■ PROVIDED RECORDS:
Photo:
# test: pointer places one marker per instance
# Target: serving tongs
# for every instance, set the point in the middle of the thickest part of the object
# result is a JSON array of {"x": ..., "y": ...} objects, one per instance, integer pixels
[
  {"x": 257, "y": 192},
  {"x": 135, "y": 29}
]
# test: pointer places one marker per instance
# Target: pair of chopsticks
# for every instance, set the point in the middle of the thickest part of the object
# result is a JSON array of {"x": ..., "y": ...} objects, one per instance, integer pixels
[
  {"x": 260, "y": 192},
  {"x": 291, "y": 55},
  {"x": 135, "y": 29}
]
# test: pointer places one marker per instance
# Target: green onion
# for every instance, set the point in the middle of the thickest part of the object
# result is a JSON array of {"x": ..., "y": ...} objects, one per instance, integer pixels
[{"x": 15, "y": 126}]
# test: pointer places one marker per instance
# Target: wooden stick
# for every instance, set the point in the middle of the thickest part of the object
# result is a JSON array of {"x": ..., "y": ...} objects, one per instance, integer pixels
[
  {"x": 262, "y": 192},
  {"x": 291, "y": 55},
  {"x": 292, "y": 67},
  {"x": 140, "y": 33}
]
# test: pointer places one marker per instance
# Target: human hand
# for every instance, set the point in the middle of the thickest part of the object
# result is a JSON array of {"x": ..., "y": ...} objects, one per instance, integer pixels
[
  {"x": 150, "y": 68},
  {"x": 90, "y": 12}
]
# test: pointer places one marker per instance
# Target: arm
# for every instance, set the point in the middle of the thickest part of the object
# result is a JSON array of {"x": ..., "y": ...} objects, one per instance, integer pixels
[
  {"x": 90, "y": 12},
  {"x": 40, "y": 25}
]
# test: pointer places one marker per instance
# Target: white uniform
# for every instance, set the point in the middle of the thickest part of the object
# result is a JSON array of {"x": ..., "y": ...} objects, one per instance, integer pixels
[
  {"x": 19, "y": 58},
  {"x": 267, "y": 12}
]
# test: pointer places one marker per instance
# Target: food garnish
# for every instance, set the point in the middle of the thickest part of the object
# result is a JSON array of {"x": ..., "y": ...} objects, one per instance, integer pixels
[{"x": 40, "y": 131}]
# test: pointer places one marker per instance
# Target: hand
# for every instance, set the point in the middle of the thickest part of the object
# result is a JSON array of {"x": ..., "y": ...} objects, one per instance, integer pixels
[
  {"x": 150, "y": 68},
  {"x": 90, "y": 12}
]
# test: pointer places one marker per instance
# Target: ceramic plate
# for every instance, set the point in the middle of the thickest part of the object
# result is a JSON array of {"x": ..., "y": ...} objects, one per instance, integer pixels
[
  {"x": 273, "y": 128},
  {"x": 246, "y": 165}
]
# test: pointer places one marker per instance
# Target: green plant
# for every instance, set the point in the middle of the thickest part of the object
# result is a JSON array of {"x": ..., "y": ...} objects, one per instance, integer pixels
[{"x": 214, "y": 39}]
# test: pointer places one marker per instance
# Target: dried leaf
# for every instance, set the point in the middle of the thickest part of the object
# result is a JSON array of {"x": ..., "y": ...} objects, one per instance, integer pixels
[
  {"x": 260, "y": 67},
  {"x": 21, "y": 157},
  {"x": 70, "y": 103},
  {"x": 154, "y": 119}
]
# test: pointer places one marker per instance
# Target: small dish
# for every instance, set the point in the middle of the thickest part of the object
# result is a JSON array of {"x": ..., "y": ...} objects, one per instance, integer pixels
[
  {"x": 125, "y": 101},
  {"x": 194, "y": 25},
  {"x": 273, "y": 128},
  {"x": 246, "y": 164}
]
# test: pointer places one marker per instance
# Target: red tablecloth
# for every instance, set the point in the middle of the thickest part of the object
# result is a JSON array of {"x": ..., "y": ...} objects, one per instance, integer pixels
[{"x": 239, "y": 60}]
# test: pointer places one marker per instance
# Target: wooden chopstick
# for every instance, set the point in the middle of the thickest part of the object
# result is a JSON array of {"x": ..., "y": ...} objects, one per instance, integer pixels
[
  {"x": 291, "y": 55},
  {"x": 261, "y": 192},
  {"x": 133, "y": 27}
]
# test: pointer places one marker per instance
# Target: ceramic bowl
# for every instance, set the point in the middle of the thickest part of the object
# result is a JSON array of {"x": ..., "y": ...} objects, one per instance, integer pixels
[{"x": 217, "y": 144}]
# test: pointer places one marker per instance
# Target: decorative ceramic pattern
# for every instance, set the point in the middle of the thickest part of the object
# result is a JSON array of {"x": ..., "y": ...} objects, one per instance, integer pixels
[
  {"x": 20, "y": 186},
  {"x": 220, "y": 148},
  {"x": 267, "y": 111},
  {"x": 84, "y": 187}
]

■ TASK DESCRIPTION: Print all of the entries exactly as they appear.

■ FINISHED EXERCISE:
Photo:
# test: pointer places one marker per instance
# Target: serving tongs
# for every instance, set the point in the middle of the thickest part of the object
# result is a JSON array of {"x": ..., "y": ...} objects, one per instance, integer pixels
[
  {"x": 257, "y": 192},
  {"x": 135, "y": 29}
]
# test: pointer places one marker per instance
# Target: pair of chopsticks
# for every instance, set the point in the middle of the thickest part of the object
# result is a JSON array of {"x": ..., "y": ...} objects, one per instance, integer pixels
[
  {"x": 260, "y": 192},
  {"x": 291, "y": 55},
  {"x": 135, "y": 29}
]
# test: pointer places one marker per instance
# Target: green onion
# for every instance, set the point in the middle of the thickest part of the object
# result is a JSON array of {"x": ..., "y": ...} objects, one per instance, integer pixels
[{"x": 15, "y": 126}]
# test: pointer places one marker per instance
# Target: wooden stick
# for every instance, set the point in the middle of the thickest part of the object
# result is a JSON array of {"x": ..., "y": ...} objects, one per instance, integer pixels
[
  {"x": 262, "y": 192},
  {"x": 291, "y": 55},
  {"x": 292, "y": 67},
  {"x": 140, "y": 33}
]
# test: pointer places one marker per instance
# Target: human hand
# for every instance, set the point in the middle of the thickest part of the object
# result is a JSON array of {"x": ..., "y": ...} objects, one per instance, integer pixels
[
  {"x": 150, "y": 68},
  {"x": 90, "y": 12}
]
# test: pointer places one marker per instance
# Target: arm
# for every instance, set the point in the middle of the thickest part of the object
# result is a JSON array of {"x": ..., "y": ...} objects, one per instance, integer pixels
[
  {"x": 90, "y": 12},
  {"x": 40, "y": 25}
]
# test: pointer places one marker per instance
# Target: white uniform
# for every instance, set the point in the middle of the thickest part of the object
# result is a JSON array of {"x": ..., "y": ...} objects, one per instance, integer pixels
[
  {"x": 19, "y": 58},
  {"x": 267, "y": 12}
]
# test: pointer places one marker per instance
# Target: food garnish
# for every instance, set the point in the middle of the thickest part of the object
# result is a JSON array of {"x": ..., "y": ...} objects, one per instance, integer pixels
[{"x": 40, "y": 131}]
# test: pointer places one marker per instance
# Target: hand
# for every instance, set the point in the middle of the thickest part of the object
# result is a JSON array of {"x": ..., "y": ...} objects, one per instance, integer pixels
[
  {"x": 150, "y": 68},
  {"x": 90, "y": 12}
]
# test: pointer places one marker per instance
# Target: ceramic plate
# for every instance, set the point in the middle of the thickest part of the object
# result is a JSON array of {"x": ..., "y": ...} objects, one per instance, integer pixels
[
  {"x": 273, "y": 128},
  {"x": 246, "y": 165}
]
# test: pointer places one marker per instance
# Target: green plant
# for every instance, set the point in the middle of the thickest part of the object
# result is a JSON array of {"x": ..., "y": ...} objects, one per instance, integer pixels
[{"x": 214, "y": 39}]
# test: pointer places one marker per instance
# Target: dried leaf
# for every instance, set the point in the middle of the thickest part of the object
# result is a JSON array of {"x": ..., "y": ...} objects, one per instance, integer pixels
[
  {"x": 260, "y": 67},
  {"x": 21, "y": 157},
  {"x": 70, "y": 103},
  {"x": 154, "y": 119}
]
# test: pointer places one marker per instance
# Target: small dish
# for every instance, set the point in the middle of the thickest part of the object
# result is a JSON array of {"x": ..., "y": ...} objects, one per instance, integer pixels
[
  {"x": 125, "y": 101},
  {"x": 194, "y": 25},
  {"x": 273, "y": 128},
  {"x": 246, "y": 164}
]
# test: pointer places one marker per instance
# Target: red tablecloth
# for every instance, set the point in the middle of the thickest part of the object
# result is a JSON array of {"x": ..., "y": ...} objects, one per instance, integer pixels
[{"x": 239, "y": 60}]
# test: pointer places one marker per instance
# Target: wooden chopstick
# for every instance, set the point in the middle of the thickest part of the object
# result is a JSON array of {"x": ..., "y": ...} objects, one per instance, integer pixels
[
  {"x": 291, "y": 55},
  {"x": 261, "y": 192},
  {"x": 133, "y": 27}
]
# test: pointer places one marker per instance
# Target: ceramic bowl
# for every instance, set the point in the middle of the thickest part of the object
# result is a JSON array of {"x": ..., "y": ...} objects, one per instance, integer pixels
[{"x": 217, "y": 144}]
# test: pointer places one marker per instance
# Target: decorative ceramic pattern
# for every instance, set the point in the middle of the thickest part of the object
# result is a JSON array of {"x": ..., "y": ...} objects, one per instance, integer pixels
[
  {"x": 20, "y": 186},
  {"x": 220, "y": 148},
  {"x": 267, "y": 111},
  {"x": 84, "y": 187}
]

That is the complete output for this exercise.